ABOUT THIS EXERCISE:
Your output is the line containing "Would you be able to point at the wooden" plus every line after it in the listing, reproduced exactly.

--------------------------------

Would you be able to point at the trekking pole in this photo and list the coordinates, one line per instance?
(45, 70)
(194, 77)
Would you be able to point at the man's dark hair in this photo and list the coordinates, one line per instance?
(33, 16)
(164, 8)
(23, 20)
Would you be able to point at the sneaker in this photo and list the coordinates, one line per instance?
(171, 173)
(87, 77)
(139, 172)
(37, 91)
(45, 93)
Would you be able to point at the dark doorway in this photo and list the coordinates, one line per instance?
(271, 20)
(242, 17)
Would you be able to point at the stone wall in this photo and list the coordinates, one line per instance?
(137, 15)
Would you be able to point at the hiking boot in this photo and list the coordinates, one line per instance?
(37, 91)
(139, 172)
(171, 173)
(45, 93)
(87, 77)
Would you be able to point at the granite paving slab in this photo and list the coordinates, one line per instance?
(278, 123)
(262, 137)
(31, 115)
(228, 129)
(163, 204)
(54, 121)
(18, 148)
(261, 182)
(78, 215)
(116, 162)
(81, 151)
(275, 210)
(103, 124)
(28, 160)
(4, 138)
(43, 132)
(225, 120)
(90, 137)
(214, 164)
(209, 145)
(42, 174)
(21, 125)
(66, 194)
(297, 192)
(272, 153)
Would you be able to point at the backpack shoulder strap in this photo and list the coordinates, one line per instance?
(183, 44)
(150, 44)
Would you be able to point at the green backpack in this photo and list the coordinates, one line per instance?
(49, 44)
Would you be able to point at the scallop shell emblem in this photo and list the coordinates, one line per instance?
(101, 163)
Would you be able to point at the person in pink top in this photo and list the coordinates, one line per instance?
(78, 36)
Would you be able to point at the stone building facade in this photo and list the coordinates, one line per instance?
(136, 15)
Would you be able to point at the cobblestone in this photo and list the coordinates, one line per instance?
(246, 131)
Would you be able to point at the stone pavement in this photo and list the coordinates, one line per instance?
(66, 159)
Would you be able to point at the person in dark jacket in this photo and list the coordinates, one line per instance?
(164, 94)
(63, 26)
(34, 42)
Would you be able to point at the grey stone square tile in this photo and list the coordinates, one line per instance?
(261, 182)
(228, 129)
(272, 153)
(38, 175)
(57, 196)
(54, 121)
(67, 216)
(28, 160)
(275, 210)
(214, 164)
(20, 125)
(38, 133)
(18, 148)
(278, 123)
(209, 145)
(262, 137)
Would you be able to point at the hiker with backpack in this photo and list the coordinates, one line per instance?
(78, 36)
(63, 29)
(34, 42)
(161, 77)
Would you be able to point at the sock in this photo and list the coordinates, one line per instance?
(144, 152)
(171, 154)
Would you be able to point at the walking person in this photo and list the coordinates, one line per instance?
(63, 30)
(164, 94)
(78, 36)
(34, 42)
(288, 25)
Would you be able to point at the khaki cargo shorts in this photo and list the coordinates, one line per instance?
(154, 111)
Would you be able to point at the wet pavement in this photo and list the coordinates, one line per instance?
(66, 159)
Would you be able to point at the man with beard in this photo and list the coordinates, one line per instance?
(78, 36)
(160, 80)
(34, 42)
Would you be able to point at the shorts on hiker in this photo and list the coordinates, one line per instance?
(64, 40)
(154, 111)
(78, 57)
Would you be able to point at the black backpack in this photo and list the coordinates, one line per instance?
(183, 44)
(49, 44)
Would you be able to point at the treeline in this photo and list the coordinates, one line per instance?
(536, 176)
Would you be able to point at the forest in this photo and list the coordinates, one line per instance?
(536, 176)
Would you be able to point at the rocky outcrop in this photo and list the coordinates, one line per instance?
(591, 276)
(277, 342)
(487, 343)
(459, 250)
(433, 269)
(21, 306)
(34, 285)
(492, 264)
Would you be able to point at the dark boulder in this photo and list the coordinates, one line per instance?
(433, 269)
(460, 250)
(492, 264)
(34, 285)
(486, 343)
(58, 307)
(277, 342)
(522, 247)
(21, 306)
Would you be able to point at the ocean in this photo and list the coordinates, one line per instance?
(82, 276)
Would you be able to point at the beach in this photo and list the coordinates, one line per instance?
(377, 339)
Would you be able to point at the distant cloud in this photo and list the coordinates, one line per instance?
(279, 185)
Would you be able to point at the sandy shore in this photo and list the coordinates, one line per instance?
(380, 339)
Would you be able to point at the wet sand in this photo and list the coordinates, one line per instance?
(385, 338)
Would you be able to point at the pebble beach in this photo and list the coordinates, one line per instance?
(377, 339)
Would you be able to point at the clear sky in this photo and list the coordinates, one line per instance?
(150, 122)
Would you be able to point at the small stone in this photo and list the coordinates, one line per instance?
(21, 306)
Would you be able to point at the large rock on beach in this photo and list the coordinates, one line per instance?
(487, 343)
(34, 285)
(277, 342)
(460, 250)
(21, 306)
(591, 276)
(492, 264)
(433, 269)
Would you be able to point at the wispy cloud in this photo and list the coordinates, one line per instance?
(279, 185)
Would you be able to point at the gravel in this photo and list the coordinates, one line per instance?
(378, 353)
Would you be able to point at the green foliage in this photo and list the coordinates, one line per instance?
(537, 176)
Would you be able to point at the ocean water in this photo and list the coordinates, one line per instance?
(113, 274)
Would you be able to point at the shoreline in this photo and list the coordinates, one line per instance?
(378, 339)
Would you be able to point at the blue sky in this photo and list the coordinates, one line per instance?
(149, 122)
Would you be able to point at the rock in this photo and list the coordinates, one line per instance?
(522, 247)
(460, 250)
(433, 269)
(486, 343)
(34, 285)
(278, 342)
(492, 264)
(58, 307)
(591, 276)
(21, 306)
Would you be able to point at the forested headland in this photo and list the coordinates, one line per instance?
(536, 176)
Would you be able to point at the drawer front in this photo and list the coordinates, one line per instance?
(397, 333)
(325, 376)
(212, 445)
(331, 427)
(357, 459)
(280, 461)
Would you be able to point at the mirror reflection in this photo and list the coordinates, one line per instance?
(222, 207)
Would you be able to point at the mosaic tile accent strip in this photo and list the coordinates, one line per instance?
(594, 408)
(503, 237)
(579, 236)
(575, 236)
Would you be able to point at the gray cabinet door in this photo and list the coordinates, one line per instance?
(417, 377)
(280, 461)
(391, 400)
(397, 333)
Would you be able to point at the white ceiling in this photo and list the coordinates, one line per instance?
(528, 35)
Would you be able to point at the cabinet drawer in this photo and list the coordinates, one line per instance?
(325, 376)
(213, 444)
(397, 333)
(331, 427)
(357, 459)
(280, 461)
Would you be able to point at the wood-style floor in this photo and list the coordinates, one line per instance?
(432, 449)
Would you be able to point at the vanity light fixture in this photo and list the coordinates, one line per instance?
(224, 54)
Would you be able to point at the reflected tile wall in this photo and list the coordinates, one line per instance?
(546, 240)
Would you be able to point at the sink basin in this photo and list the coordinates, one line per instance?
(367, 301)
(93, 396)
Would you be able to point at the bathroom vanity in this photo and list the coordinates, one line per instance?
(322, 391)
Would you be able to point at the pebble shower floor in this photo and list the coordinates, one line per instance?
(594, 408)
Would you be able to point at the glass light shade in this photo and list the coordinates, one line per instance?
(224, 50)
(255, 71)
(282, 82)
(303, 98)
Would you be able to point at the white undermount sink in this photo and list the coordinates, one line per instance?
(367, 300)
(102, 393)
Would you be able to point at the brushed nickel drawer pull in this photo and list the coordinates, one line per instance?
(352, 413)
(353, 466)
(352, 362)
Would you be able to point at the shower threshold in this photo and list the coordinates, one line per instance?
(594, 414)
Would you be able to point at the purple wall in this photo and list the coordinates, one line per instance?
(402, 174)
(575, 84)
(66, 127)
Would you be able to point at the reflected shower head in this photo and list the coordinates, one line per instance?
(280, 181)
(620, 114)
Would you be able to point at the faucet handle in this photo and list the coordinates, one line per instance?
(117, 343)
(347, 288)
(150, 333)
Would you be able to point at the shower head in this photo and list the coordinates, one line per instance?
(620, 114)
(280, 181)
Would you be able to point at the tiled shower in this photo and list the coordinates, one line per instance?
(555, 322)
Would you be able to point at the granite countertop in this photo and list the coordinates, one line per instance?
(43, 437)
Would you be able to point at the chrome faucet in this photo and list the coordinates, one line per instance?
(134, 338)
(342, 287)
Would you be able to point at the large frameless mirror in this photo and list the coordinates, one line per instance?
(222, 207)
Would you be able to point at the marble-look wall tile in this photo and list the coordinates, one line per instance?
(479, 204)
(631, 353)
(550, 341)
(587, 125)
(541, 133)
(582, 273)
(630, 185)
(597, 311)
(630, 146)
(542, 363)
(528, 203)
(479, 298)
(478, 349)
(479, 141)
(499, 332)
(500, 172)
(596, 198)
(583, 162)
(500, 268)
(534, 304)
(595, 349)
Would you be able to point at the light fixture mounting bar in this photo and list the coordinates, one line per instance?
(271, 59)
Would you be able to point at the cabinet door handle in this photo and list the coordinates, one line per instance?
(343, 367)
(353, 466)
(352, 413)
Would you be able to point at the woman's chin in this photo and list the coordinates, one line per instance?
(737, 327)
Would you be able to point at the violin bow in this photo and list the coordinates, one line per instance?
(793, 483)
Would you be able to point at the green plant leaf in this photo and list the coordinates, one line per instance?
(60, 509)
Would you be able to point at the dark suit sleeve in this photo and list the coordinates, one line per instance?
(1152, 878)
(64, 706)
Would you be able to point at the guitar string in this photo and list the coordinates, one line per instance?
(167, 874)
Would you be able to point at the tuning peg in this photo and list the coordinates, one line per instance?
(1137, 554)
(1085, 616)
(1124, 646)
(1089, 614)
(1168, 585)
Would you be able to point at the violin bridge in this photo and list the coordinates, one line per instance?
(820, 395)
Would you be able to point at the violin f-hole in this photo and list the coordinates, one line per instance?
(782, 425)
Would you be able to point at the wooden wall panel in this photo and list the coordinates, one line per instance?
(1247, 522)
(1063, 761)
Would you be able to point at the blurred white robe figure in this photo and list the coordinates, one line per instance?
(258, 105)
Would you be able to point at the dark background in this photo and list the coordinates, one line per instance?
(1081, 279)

--------------------------------

ANSWER SECTION:
Would you be able to point at the wooden wall panel in this photo and list the coordinates, one line per instance?
(1247, 522)
(1063, 761)
Would you be able to point at the blurred white robe figure in this photo and list the coordinates, one line per instance?
(258, 105)
Would you be able to point at the dark background in this photo and list the coordinates, one line per instance?
(1081, 279)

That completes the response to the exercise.